• _What to work on_
Lay out every line of the records below as a JSON list of strings, one string per line, skipping blank lines and leaving the pictures out.

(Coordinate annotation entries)
-------

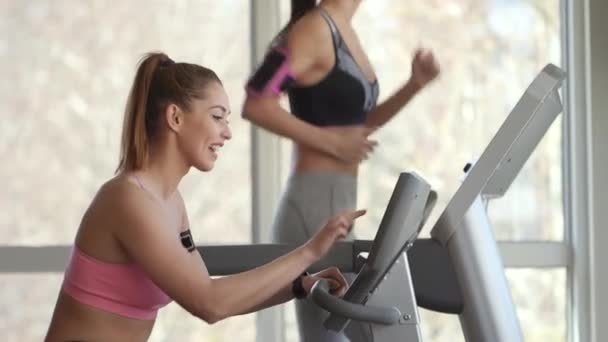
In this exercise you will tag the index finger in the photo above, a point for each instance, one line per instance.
(353, 214)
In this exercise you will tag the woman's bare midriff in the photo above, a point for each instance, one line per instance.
(74, 321)
(311, 160)
(308, 159)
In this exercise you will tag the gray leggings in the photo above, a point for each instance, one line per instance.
(308, 202)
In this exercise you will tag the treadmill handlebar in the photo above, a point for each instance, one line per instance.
(370, 314)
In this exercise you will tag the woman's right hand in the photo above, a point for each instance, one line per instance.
(334, 230)
(351, 144)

-------

• _Complete response_
[
  "In this exercise you will tag the index finger in the photo above, a point for each instance, one line per instance.",
  "(353, 214)",
  "In this exercise you will tag the woman's bare midriff in the photo above, a point for each instance, one line per instance.",
  "(74, 321)",
  "(311, 160)",
  "(308, 159)",
  "In this exercise you will tag the gray leggings in the photo above, a point for each instance, one line per instance.",
  "(308, 202)",
  "In this exercise you will tag the treadmill handlebar in the photo above, a point for each instance, one line per instance.",
  "(370, 314)",
  "In this exercise you will tag the woman's right hand in the photo above, a point for each instance, one line per instance.",
  "(334, 230)",
  "(351, 144)"
]